— YOUR GOAL —
For this exercise, please find the lines in the entries that include the word "prompts" and copy them.

— INPUT RECORDS —
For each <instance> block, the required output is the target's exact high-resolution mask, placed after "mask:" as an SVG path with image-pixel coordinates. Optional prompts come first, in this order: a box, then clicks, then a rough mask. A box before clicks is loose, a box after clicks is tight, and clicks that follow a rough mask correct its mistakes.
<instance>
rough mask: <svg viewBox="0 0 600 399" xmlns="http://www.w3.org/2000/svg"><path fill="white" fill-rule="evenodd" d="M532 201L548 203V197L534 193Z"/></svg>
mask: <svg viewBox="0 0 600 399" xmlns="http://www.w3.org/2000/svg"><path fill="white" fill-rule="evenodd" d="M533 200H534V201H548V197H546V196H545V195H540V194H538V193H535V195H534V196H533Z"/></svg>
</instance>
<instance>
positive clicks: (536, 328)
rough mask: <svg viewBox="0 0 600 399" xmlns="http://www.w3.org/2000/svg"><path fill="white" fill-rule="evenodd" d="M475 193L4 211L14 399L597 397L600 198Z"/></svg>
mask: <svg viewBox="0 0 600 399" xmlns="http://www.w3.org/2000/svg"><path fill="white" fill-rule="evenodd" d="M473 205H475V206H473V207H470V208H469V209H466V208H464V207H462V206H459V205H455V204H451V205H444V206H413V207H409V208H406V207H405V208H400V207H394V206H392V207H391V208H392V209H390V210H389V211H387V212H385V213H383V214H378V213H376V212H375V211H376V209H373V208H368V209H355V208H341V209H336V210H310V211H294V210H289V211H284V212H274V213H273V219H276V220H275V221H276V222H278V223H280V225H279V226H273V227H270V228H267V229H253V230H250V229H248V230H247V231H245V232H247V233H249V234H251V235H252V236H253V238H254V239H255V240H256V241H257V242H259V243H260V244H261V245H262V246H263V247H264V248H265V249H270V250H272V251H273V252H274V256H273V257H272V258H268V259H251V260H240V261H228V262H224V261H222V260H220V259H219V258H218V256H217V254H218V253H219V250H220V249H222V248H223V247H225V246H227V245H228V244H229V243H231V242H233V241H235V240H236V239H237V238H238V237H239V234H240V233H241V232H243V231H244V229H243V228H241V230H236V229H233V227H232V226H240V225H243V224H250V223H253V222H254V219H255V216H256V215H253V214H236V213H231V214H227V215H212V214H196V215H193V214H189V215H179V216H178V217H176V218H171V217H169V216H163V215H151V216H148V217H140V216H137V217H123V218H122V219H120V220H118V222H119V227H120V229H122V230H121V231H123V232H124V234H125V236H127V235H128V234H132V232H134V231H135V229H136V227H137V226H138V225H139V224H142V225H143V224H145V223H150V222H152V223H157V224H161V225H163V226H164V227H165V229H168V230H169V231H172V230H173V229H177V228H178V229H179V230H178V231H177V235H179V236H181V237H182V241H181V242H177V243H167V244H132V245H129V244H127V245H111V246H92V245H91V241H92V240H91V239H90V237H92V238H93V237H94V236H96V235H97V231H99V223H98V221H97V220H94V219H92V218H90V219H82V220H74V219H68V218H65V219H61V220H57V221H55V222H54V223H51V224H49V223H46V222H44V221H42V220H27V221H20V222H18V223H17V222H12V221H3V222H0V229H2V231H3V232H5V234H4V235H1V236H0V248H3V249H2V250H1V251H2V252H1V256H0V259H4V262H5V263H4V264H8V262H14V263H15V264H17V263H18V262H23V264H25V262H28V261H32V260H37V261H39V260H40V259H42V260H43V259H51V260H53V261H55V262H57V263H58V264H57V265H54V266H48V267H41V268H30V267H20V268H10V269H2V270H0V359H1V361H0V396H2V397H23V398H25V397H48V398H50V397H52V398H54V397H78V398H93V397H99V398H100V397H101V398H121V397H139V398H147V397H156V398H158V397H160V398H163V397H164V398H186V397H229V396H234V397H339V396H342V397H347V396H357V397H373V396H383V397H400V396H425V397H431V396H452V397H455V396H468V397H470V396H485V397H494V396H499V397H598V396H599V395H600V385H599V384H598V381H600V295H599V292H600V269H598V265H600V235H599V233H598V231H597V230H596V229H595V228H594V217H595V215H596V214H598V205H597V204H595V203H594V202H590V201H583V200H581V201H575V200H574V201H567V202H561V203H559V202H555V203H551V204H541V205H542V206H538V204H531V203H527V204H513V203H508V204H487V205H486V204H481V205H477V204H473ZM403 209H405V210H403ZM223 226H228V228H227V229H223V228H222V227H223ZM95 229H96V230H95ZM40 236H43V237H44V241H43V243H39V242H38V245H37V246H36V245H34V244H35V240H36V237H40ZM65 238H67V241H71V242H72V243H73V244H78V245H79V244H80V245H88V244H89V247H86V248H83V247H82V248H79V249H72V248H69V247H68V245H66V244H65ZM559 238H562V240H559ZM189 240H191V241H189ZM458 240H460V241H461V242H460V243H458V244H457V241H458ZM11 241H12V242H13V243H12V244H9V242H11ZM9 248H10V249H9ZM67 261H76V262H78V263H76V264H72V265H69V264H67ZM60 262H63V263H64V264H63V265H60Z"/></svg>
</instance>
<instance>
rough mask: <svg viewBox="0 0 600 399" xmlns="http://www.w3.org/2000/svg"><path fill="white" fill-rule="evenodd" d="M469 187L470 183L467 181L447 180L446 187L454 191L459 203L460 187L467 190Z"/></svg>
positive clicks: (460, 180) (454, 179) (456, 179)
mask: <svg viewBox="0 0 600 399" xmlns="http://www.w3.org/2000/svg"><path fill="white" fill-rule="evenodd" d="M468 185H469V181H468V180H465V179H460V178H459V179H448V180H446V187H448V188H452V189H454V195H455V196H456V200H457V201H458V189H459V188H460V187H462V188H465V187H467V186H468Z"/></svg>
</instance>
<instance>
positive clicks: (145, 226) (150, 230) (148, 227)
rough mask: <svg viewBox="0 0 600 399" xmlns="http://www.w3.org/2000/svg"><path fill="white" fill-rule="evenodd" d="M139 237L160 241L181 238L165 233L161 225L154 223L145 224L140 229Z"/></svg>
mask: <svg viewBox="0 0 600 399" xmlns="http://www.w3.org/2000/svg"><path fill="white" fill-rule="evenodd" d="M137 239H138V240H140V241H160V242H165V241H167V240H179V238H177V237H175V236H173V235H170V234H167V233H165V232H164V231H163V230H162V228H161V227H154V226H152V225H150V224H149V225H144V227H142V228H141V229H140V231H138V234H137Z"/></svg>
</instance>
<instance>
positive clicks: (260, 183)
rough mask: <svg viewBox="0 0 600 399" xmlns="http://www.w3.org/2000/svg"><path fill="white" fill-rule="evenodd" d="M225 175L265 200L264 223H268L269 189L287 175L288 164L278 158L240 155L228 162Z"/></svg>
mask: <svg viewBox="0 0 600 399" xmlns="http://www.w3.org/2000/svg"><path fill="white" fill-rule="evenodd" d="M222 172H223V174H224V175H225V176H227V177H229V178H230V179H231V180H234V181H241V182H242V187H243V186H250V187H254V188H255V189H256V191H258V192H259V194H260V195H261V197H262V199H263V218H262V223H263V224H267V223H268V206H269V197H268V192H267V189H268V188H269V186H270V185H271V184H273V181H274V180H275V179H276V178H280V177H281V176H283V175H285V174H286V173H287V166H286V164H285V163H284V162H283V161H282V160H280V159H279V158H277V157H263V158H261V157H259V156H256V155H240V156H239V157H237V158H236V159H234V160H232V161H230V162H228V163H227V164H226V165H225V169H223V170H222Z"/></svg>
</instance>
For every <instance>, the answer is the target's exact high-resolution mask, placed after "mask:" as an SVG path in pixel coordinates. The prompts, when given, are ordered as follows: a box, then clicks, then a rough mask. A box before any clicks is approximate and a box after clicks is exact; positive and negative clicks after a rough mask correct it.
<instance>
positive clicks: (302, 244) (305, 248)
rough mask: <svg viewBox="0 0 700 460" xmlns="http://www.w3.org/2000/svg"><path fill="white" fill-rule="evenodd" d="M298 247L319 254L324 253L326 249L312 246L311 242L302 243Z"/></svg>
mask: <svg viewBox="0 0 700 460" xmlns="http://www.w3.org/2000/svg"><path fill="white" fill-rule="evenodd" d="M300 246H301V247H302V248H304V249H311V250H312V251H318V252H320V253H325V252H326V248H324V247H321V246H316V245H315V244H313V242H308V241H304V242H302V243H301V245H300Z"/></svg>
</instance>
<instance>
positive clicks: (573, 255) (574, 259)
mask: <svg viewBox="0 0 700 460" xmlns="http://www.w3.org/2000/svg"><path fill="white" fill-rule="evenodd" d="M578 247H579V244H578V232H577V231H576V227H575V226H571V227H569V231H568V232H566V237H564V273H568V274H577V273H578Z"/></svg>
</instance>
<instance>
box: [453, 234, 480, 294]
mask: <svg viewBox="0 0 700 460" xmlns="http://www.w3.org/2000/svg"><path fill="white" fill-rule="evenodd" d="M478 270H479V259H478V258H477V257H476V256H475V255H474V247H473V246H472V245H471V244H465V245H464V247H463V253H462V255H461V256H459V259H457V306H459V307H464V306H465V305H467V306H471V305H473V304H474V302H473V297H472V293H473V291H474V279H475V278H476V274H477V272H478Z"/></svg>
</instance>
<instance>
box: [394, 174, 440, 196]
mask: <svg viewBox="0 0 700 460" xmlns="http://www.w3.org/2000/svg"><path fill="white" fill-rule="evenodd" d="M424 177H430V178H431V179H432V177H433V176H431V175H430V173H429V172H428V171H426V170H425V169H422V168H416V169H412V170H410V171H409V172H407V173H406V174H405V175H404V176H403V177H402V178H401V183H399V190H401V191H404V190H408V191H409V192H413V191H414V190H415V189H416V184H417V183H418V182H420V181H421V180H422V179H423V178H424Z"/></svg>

— EXERCISE RESPONSE —
For each <instance> block, the required output is the target's exact high-resolution mask, placed after "mask:" as an SVG path with image-pixel coordinates. Optional prompts come first, in this order: a box, then clicks, then a rough mask. A box before clicks is loose, a box after clicks is tight, and clicks that follow a rough mask correct its mistakes.
For every <instance>, the answer is the target's exact high-resolution mask, placed after "mask:" as an SVG path in pixel coordinates. The prompts, when given, are ordered as follows: a box, then clicks, then a rough mask. A box before any clicks is approximate and a box after clicks is exact; positive and negative clicks after a rough mask correct it.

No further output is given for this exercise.